Set task 1 → Transcribe the Reiser4 passage from "Reiser4 is a" to "to partially occurring)".
Set task 2 →
Answer these questions using the Reiser4 passage:
(a) Who developed Reiser4?
(b) Whose name does Reiser4 carry?
(c) What is the name of the goal under which filesystem operations either complete or do not?
Set task 3 →
Does each statement agree with the Reiser4 passage? Answer yes or no and quote the deciding words.
(a) DARPA sponsored Reiser4.
(b) Reiser4 has been merged into mainline Linux.
(c) Reiser4 was built on ReiserFS code.

Text extract →
::::
Reiser4 is a computer file system, successor to the ReiserFS file system, developed from scratch by Namesys and sponsored by DARPA as well as Linspire. Reiser4 was named after its former lead developer Hans Reiser. As of 2021[update], the Reiser4 patch set is still being maintained,[3][4] but according to Phoronix, it is unlikely to be merged into mainline Linux without corporate backing.[5]
Features
[edit]Some of the goals of the Reiser4 file system are:
- Atomicity (filesystem operations either complete, or they do not, and they do not corrupt due to partially occurring)
::::
(Coordinate labeling data)
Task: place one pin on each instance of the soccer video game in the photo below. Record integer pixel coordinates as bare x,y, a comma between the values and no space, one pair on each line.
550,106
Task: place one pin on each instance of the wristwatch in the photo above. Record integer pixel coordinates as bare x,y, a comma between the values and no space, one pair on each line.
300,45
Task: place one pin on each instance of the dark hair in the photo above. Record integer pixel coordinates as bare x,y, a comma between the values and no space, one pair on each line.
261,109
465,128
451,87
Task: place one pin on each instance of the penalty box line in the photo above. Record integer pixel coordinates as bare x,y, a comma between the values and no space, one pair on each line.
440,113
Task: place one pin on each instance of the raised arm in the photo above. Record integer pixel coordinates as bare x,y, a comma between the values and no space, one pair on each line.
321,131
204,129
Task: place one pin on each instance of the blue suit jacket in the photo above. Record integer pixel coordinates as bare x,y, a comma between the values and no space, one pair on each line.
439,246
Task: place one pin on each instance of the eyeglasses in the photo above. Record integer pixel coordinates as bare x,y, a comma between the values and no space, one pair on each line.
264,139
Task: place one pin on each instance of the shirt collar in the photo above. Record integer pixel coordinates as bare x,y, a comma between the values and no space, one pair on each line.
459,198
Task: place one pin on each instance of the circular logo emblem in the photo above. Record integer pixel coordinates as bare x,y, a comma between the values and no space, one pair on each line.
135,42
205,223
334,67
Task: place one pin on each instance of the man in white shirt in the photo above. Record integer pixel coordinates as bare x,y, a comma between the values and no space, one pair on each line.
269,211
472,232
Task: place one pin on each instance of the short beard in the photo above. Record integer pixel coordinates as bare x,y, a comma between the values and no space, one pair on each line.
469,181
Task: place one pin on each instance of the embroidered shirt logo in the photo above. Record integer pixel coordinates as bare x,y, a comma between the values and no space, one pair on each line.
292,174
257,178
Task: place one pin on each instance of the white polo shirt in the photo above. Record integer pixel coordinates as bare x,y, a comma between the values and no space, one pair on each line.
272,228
::::
Written solution 1 →
Reiser4 is a computer file system, successor to the ReiserFS file system, developed from scratch by Namesys and sponsored by DARPA as well as Linspire. Reiser4 was named after its former lead developer Hans Reiser. As of 2021[update], the Reiser4 patch set is still being maintained,[3][4] but according to Phoronix, it is unlikely to be merged into mainline Linux without corporate backing.[5]
Features
[edit]Some of the goals of the Reiser4 file system are:
- Atomicity (filesystem operations either complete, or they do not, and they do not corrupt due to partially occurring)

Written solution 2 →
(a) Namesys
(b) Hans Reiser, its former lead developer
(c) Atomicity

Written solution 3 →
(a) Yes: "sponsored by DARPA as well as Linspire"
(b) No: "it is unlikely to be merged into mainline Linux without corporate backing"
(c) No: "developed from scratch by Namesys"